[TASK INSTRUCTIONS] Copy the lines exactly as they appear, starting with the first line of the records and ending with the line that contains "Target: person in dark jacket".

------ STORED DATA

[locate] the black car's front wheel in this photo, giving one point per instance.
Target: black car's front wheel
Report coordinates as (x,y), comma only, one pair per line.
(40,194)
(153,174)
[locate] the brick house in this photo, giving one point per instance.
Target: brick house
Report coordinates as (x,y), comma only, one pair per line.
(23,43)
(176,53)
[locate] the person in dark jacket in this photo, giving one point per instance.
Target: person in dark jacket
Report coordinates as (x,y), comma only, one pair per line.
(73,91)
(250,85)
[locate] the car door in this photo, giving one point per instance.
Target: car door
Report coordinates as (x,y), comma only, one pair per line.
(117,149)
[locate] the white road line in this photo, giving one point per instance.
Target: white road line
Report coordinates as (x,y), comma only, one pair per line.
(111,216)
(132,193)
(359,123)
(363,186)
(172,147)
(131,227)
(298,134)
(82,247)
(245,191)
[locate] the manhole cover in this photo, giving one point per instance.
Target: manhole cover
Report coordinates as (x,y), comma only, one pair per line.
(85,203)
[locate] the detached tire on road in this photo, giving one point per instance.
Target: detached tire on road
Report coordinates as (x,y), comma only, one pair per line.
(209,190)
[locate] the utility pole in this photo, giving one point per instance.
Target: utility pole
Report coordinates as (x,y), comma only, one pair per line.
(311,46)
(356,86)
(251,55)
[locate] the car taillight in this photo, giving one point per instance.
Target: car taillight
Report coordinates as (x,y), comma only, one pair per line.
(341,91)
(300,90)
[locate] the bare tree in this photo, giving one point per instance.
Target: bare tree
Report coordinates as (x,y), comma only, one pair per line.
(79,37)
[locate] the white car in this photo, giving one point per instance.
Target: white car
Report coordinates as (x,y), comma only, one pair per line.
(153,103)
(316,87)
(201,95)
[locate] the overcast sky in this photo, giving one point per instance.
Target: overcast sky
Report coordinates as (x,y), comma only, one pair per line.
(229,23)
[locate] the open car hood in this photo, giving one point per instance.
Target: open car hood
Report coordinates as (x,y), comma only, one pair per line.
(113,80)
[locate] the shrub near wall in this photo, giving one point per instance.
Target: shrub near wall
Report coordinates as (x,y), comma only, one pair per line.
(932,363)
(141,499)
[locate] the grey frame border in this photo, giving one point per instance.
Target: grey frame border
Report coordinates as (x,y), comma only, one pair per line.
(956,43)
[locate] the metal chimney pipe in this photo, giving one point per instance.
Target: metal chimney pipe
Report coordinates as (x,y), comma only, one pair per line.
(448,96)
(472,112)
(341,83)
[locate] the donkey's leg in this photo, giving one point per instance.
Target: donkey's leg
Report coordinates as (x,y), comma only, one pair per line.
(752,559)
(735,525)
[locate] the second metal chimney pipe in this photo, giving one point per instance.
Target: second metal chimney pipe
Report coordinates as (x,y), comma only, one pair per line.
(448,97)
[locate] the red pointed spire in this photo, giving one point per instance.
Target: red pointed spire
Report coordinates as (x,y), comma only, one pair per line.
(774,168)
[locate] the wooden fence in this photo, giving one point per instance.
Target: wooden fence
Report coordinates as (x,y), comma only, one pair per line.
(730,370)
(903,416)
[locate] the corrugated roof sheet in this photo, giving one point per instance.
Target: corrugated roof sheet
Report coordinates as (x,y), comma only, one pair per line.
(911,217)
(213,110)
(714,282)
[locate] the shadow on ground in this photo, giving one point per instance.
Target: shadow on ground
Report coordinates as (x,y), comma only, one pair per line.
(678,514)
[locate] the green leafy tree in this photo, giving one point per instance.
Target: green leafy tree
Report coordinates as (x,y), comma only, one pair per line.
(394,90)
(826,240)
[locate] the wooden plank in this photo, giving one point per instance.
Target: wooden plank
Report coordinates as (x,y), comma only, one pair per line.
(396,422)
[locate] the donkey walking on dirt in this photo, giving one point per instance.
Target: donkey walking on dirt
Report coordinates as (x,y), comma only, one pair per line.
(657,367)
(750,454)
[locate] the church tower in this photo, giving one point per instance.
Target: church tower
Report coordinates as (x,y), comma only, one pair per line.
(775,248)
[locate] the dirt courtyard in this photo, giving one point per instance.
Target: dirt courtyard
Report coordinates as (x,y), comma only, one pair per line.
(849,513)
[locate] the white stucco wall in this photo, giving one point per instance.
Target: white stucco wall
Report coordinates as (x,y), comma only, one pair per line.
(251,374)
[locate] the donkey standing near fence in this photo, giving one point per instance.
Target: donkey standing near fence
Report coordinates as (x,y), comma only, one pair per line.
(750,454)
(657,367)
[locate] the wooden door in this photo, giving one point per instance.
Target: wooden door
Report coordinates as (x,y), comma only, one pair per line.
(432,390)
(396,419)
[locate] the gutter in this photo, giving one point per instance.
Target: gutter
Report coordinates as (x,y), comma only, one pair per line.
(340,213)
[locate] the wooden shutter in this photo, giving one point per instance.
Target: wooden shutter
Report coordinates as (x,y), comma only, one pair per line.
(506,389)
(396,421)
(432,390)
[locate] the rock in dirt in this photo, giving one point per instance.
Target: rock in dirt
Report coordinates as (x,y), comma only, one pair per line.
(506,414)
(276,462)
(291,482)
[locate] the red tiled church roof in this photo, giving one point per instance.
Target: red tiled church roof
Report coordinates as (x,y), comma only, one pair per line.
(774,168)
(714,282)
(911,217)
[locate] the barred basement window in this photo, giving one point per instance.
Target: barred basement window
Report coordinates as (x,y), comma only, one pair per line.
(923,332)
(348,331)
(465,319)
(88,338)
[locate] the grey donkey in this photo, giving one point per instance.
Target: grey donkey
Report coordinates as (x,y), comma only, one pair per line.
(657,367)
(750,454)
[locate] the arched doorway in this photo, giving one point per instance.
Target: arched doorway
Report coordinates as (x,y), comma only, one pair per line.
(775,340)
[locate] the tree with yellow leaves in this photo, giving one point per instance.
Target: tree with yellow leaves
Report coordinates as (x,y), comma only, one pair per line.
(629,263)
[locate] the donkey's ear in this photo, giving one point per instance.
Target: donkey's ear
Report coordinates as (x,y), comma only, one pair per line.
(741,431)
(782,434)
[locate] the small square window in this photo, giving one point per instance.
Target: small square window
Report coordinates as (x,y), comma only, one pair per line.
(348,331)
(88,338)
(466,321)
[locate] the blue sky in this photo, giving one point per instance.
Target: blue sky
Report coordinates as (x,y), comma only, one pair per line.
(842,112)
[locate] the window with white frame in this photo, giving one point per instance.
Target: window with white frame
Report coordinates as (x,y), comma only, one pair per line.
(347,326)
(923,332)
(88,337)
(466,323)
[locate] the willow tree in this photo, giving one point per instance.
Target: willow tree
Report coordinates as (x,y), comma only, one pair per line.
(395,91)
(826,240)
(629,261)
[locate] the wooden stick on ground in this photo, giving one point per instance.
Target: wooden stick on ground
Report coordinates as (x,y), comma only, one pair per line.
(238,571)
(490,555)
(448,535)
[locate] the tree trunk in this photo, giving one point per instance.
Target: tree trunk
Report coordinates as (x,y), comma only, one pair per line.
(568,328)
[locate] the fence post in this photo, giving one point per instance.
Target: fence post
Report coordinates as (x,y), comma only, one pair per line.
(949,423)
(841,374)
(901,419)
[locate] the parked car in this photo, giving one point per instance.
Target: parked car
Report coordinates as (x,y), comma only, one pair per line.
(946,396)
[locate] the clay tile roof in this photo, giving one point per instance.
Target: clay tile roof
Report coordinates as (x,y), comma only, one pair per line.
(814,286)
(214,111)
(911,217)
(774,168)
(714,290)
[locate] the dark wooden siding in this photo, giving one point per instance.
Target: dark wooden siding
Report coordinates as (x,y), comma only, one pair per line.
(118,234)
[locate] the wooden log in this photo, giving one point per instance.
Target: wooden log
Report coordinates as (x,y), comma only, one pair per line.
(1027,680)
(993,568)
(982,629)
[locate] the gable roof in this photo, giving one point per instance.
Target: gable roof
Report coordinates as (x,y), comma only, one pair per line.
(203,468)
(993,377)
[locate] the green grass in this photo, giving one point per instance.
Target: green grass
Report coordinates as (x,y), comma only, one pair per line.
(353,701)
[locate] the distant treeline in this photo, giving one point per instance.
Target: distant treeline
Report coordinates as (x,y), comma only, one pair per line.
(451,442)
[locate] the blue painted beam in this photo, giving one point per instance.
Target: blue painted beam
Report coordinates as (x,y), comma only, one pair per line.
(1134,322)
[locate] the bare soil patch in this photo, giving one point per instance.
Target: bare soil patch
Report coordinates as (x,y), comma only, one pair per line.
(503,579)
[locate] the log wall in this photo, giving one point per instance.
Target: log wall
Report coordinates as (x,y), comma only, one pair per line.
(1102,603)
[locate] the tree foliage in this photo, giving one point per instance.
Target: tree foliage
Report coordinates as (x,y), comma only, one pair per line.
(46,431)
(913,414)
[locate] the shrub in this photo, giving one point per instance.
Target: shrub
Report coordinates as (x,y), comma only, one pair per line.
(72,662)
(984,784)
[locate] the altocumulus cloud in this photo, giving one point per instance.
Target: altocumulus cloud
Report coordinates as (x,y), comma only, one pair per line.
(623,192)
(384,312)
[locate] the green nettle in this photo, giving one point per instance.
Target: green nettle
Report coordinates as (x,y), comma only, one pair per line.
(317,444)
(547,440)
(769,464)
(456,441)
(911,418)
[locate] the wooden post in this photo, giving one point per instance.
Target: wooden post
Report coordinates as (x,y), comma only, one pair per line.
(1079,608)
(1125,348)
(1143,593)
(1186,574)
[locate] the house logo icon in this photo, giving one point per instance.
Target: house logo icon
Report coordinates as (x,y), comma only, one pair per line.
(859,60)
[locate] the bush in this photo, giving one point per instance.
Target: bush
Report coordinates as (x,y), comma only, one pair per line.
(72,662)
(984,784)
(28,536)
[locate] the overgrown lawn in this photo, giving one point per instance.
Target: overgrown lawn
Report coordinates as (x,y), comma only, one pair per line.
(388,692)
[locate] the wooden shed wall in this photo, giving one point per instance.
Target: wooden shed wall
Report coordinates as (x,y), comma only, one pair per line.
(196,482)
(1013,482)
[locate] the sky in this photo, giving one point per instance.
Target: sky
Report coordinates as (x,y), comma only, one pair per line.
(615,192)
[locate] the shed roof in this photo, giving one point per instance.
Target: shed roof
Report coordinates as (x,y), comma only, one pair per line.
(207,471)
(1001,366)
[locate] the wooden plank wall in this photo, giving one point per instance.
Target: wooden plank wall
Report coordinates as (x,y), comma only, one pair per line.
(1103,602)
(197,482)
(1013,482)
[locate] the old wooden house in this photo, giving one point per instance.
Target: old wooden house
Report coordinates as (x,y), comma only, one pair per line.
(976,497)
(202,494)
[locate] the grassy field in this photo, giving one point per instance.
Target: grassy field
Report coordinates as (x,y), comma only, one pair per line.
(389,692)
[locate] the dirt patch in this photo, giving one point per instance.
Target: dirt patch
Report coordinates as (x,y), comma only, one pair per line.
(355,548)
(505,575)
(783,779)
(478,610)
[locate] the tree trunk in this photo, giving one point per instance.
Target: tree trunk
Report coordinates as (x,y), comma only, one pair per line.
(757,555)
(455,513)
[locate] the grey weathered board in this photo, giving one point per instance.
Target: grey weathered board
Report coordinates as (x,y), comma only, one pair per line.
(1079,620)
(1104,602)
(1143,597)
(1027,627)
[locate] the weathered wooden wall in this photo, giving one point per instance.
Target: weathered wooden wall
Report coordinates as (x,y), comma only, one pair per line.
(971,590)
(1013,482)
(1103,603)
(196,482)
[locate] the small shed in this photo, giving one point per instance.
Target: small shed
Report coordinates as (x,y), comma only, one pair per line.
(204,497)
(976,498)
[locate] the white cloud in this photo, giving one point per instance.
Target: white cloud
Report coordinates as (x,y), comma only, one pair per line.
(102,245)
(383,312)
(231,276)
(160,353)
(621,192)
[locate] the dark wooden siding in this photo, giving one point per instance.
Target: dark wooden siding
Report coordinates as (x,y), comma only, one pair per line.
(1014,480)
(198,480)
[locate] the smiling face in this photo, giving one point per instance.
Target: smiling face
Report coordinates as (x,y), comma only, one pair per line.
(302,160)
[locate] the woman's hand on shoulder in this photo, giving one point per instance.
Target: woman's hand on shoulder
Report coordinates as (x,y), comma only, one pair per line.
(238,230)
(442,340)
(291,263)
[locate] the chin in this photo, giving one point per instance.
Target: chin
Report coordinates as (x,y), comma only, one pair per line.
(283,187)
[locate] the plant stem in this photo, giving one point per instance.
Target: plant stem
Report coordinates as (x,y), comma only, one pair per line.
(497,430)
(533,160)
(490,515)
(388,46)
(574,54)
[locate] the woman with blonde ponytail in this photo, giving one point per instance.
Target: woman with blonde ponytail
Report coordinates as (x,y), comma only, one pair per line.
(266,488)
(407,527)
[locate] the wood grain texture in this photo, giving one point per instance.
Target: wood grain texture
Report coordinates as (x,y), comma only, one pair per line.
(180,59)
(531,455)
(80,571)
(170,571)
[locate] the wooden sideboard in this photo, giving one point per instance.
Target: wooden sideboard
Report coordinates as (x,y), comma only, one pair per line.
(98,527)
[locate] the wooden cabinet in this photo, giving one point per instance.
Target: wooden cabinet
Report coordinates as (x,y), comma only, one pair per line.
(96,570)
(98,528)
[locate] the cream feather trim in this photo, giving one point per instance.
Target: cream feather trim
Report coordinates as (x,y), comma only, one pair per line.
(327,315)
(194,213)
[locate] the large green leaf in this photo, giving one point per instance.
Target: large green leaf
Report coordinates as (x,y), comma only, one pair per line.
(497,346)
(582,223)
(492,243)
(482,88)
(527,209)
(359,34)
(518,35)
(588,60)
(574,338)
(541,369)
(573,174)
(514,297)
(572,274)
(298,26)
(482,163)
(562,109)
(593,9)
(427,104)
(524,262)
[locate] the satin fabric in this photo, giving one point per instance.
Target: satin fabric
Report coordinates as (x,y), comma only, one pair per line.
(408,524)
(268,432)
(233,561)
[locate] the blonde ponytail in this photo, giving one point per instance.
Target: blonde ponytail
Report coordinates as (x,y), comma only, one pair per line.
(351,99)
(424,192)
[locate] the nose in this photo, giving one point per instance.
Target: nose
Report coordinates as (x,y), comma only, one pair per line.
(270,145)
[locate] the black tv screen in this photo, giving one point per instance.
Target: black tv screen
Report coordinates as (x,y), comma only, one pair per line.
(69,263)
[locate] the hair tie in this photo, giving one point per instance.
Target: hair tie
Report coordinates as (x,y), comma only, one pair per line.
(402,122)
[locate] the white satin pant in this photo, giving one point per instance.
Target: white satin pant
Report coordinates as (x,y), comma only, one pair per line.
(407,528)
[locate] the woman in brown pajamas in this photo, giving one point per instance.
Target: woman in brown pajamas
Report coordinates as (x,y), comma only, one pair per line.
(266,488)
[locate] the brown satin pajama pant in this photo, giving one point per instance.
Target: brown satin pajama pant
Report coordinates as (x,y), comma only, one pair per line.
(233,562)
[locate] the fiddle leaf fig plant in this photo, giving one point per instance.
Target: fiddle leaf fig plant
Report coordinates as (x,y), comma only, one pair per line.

------------

[WRITTEN REPLY]
[locate] the black car's front wheel in this photo, giving one point per instance.
Target: black car's front wheel
Report coordinates as (x,y), comma only, one pair per line.
(40,194)
(153,174)
[locate] the brick house in this photo, giving one point per instance.
Target: brick house
Report coordinates as (x,y), comma only, one pair per line.
(23,43)
(176,53)
[locate] the person in dark jacket in this photo, giving one point per instance.
Target: person in dark jacket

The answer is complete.